── Passage ──

Concerning the idea that the Dark Angels thought the fallen all died, I would like you to provide a source for that. Because I don't think that was necessarly true. The Lion knew that there was Dark Powers in his planet the whole time (which you and I know from Fallen Angels :wink. So when Caliban exploded it wouldn't be a stretch to think that the Lion would know that there would be potential survivors. The Hunt for the Fallen doesn't exactly have a beginning date, but safe to say they were being looked for.


----------



## Malus Darkblade (Jan 8, 2010)

Coder59 said:


> Remember the Angels were third on the tally of Victories during the Crusade, so far we haven't heard about anything the Night Lords have done and even when we do we know who are regarded as better than the Angels and it certainly isn't them.


Exactly.

Probably like 80% of their missions were top secret seeing as how the emperor didn't want the imperium to know of what he was doing to keep everything looking spiffy.

And for those claiming that the Dark Angels know no fear... please.

───

Short exercise a
Print the lines from the records below, starting with the line that contains "Detection task — does any bin body" and running through the line that contains "[203,38,221,62]", with both of those lines included. Leave the pictures out of what you print.

── Stored data ──

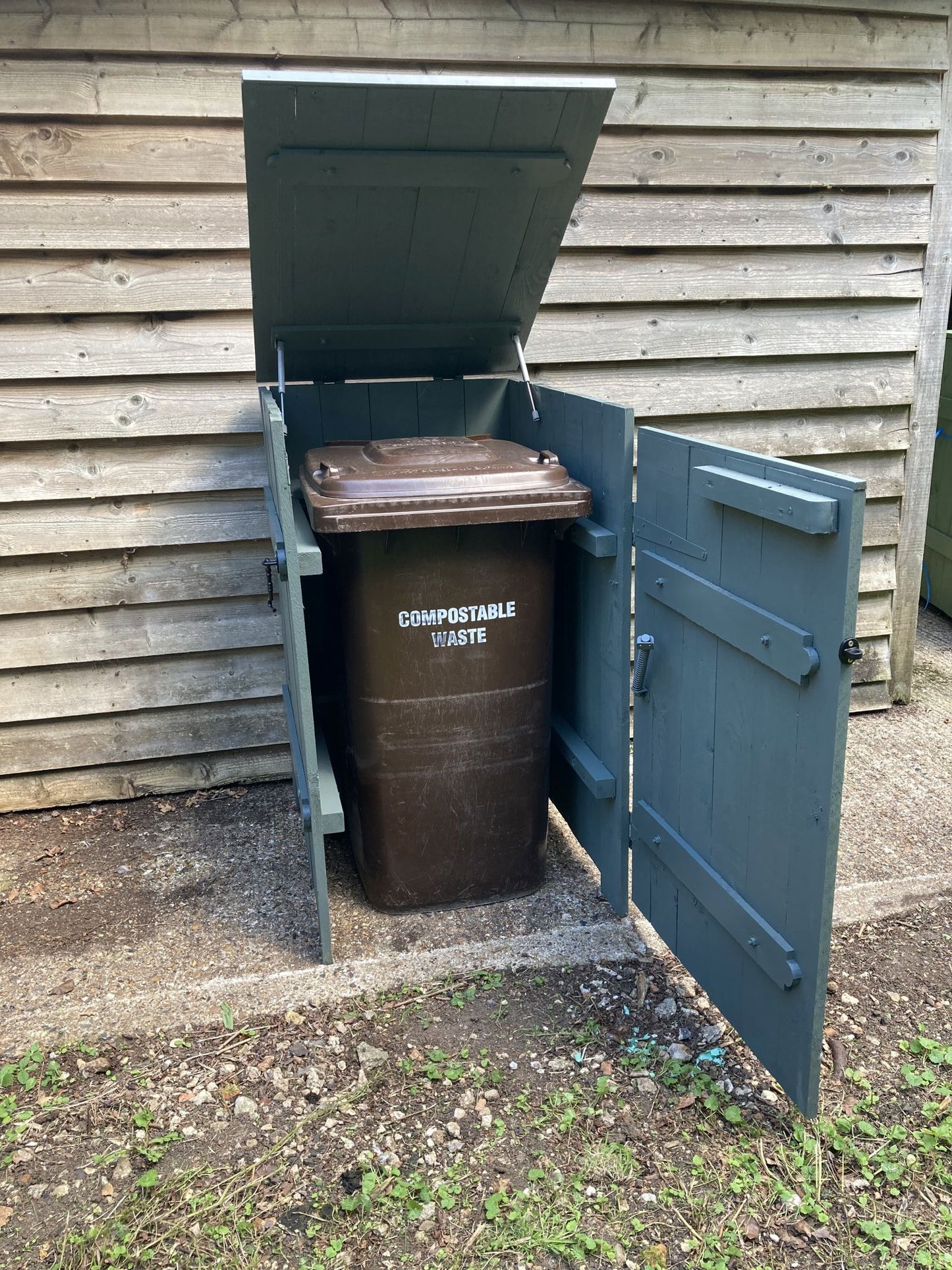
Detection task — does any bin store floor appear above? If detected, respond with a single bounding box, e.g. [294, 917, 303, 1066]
[0, 612, 952, 1052]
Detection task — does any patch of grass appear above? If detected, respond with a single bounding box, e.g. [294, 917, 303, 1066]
[0, 1044, 67, 1169]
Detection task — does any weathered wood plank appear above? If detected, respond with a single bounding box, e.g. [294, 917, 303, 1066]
[563, 190, 930, 248]
[0, 490, 268, 556]
[0, 61, 941, 132]
[748, 0, 949, 18]
[853, 635, 890, 683]
[0, 697, 287, 789]
[537, 355, 912, 417]
[0, 312, 254, 380]
[863, 498, 900, 548]
[0, 648, 285, 724]
[0, 596, 281, 670]
[890, 24, 952, 701]
[0, 187, 930, 252]
[0, 119, 245, 185]
[0, 188, 248, 252]
[0, 246, 923, 315]
[530, 300, 919, 366]
[588, 131, 937, 189]
[0, 119, 937, 188]
[859, 548, 896, 592]
[0, 300, 919, 380]
[0, 745, 291, 811]
[0, 434, 266, 503]
[607, 71, 942, 132]
[548, 246, 923, 311]
[0, 376, 262, 442]
[644, 407, 909, 459]
[0, 252, 254, 314]
[856, 591, 892, 639]
[4, 0, 947, 71]
[791, 449, 905, 498]
[0, 538, 271, 614]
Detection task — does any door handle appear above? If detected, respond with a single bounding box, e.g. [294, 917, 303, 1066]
[631, 635, 655, 697]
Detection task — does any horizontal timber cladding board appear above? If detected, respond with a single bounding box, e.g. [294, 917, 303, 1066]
[0, 538, 273, 614]
[0, 185, 250, 252]
[0, 300, 919, 380]
[566, 189, 930, 248]
[0, 246, 923, 314]
[0, 185, 930, 252]
[856, 591, 892, 639]
[859, 546, 896, 593]
[863, 498, 900, 548]
[0, 647, 285, 722]
[548, 246, 923, 312]
[0, 745, 291, 811]
[0, 376, 262, 441]
[537, 355, 912, 417]
[0, 490, 268, 556]
[0, 312, 254, 380]
[853, 635, 890, 683]
[644, 405, 909, 460]
[0, 434, 267, 503]
[0, 696, 287, 776]
[793, 449, 905, 498]
[4, 0, 947, 71]
[0, 596, 281, 670]
[588, 132, 938, 188]
[525, 300, 919, 374]
[0, 119, 937, 188]
[0, 60, 942, 132]
[0, 252, 254, 314]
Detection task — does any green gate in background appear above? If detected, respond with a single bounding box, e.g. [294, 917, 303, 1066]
[922, 332, 952, 618]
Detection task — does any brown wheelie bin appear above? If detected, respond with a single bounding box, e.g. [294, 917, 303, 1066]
[301, 437, 592, 909]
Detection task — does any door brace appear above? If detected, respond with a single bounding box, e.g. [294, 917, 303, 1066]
[631, 799, 801, 989]
[638, 550, 820, 686]
[552, 714, 615, 799]
[690, 467, 839, 533]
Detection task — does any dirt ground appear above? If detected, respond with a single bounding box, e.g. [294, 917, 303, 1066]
[837, 610, 952, 921]
[0, 615, 952, 1270]
[0, 906, 952, 1270]
[0, 614, 952, 1045]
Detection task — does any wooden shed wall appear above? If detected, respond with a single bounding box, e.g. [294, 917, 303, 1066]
[0, 0, 948, 809]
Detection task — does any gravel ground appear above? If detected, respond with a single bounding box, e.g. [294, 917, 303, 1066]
[0, 904, 952, 1270]
[837, 610, 952, 921]
[0, 614, 952, 1047]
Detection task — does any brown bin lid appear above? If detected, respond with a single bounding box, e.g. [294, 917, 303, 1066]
[301, 437, 592, 533]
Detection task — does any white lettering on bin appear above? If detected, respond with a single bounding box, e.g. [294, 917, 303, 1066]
[397, 600, 515, 648]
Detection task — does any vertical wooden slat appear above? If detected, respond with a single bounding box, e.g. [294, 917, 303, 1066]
[890, 14, 952, 701]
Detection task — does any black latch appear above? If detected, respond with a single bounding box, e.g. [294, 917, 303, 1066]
[262, 556, 278, 612]
[839, 639, 863, 666]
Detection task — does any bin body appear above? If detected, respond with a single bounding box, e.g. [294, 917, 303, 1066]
[302, 438, 590, 909]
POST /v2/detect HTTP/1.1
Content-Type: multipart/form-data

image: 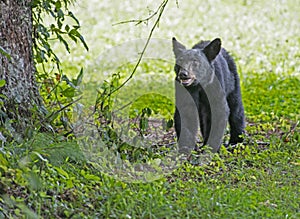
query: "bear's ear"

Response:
[172,37,186,57]
[203,38,221,62]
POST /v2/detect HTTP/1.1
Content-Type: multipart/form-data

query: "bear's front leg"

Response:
[174,82,199,154]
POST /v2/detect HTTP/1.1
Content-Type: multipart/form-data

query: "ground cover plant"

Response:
[0,0,300,218]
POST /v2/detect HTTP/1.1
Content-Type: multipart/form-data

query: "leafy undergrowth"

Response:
[0,73,300,218]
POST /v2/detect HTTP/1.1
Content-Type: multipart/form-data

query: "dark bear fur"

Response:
[172,38,245,152]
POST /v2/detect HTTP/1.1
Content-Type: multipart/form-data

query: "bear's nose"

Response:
[179,69,189,79]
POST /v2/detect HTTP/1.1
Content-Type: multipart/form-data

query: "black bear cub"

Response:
[172,37,245,152]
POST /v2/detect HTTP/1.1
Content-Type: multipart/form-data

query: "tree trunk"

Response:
[0,0,42,137]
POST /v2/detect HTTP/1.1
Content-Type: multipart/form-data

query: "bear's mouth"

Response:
[179,77,195,86]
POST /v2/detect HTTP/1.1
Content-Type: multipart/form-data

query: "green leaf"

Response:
[62,87,75,97]
[0,79,6,87]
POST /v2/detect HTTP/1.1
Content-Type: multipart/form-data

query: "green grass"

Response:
[0,0,300,219]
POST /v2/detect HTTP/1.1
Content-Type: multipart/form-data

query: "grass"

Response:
[0,0,300,218]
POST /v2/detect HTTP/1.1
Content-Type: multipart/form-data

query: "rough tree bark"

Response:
[0,0,42,137]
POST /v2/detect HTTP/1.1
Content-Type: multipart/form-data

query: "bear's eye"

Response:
[192,60,199,67]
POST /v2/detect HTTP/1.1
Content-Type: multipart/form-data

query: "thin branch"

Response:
[108,0,169,96]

───

Short exercise b
Carry on the forum thread about the Dark Angels and the Fallen from where it stops above.

Answer a
Detection task — does any bin body appear above? If detected, respond with a single bounding box, e.g. [294, 917, 303, 1066]
[302, 438, 590, 909]
POST /v2/detect HTTP/1.1
Content-Type: multipart/form-data

image: 
query: "bear's ear"

Response:
[172,37,186,57]
[203,38,221,62]

Answer b
The Night Lords were the only legion not to run away into the Eye of Terror when Horus died, and they retained their pre-heresy numbers (which shows how few of their members died and shows how good they are) and just chilled out at some campsite.

The Dark Angels however post heresy are so secretive and afraid of anyone finding out about their fallen because then they would be branded as traitors and hunted down like dogs by the other legions.

The Night Lords did not have this fear and they did not care.

So if anything, the Dark Angels fear for their lives, the Night Lords really fear nothing, not even chaos seeing as how they don't worship or even fear any of the powers and their reputation is based solely on their actions alone, not due to any daemonic mutations/aid.

People like the DA because of their secretive batman-like nature which really was borne due to their fear of other chapters, personally I find them bland, boring and nothing special.


----------



## gen.ahab (Dec 22, 2009)

Malus Darkblade said:


> Exactly.
> 
> Probably like 80% of their missions were top secret seeing as how the emperor didn't want the imperium to know of what he was doing to keep everything looking spiffy.
> 
> ...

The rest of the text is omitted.